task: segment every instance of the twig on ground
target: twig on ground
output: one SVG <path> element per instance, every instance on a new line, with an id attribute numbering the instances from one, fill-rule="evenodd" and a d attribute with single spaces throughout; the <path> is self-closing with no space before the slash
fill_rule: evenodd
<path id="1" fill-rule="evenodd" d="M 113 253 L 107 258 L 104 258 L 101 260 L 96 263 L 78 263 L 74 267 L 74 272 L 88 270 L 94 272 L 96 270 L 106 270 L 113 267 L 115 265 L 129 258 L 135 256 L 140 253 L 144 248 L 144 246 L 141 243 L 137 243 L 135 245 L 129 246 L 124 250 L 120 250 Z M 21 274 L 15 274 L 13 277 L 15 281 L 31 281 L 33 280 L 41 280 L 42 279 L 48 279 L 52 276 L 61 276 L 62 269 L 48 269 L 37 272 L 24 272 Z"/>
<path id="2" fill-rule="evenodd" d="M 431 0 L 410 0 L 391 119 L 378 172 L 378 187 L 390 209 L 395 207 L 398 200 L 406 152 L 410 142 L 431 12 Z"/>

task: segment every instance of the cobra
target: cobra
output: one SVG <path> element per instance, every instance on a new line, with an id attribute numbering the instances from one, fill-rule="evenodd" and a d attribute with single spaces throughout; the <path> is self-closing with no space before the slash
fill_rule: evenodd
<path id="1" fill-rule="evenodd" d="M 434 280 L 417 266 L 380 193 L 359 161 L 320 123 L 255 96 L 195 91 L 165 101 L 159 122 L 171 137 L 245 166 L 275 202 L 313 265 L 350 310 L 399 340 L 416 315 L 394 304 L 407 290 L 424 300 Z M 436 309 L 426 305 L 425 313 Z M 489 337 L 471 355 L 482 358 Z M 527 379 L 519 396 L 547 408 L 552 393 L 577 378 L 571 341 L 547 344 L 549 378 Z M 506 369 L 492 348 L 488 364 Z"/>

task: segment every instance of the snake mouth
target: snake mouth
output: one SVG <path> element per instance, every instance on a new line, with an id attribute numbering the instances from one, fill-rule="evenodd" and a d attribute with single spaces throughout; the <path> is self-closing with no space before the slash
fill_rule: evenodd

*ANFORDERUNGEN:* Geben Sie alle obigen Datensätze vollständig und wortgetreu Zeile für Zeile wieder.

*ERGEBNIS DER ÜBUNG:*
task: segment every instance of the twig on ground
target: twig on ground
output: one SVG <path> element per instance, every instance on a new line, with an id attribute numbering the instances from one, fill-rule="evenodd" and a d attribute with single spaces throughout; the <path> is self-closing with no space before the slash
fill_rule: evenodd
<path id="1" fill-rule="evenodd" d="M 113 253 L 107 258 L 104 258 L 101 260 L 96 263 L 78 263 L 74 267 L 74 272 L 88 270 L 94 272 L 96 270 L 106 270 L 113 267 L 115 265 L 129 258 L 135 256 L 140 253 L 144 248 L 144 246 L 141 243 L 137 243 L 135 245 L 129 246 L 124 250 L 120 250 Z M 21 274 L 15 274 L 13 277 L 15 281 L 31 281 L 33 280 L 41 280 L 42 279 L 48 279 L 52 276 L 61 276 L 62 269 L 48 269 L 37 272 L 24 272 Z"/>
<path id="2" fill-rule="evenodd" d="M 431 0 L 410 0 L 391 119 L 378 172 L 378 187 L 390 209 L 395 207 L 398 200 L 406 152 L 410 142 L 431 12 Z"/>

task: segment every instance of the cobra
target: cobra
output: one SVG <path> element per instance, every instance on a new line, with an id attribute numbering the instances from one, fill-rule="evenodd" and a d attribute with single spaces throughout; the <path> is self-closing with no space before the slash
fill_rule: evenodd
<path id="1" fill-rule="evenodd" d="M 434 280 L 417 266 L 380 193 L 359 161 L 320 123 L 255 96 L 195 91 L 165 101 L 159 122 L 171 137 L 245 166 L 275 202 L 313 265 L 350 310 L 399 340 L 416 315 L 394 304 L 407 290 L 424 300 Z M 436 309 L 426 305 L 425 313 Z M 489 337 L 471 355 L 482 358 Z M 527 379 L 519 396 L 547 408 L 552 393 L 577 378 L 571 341 L 547 344 L 549 378 Z M 506 369 L 492 348 L 488 364 Z"/>

task: segment every instance of the snake mouth
target: snake mouth
output: one SVG <path> element per instance, every instance on a new line, with an id attribute numbering the instances from one, fill-rule="evenodd" and a d attribute with single spaces throughout; the <path> is self-closing with no space before the slash
fill_rule: evenodd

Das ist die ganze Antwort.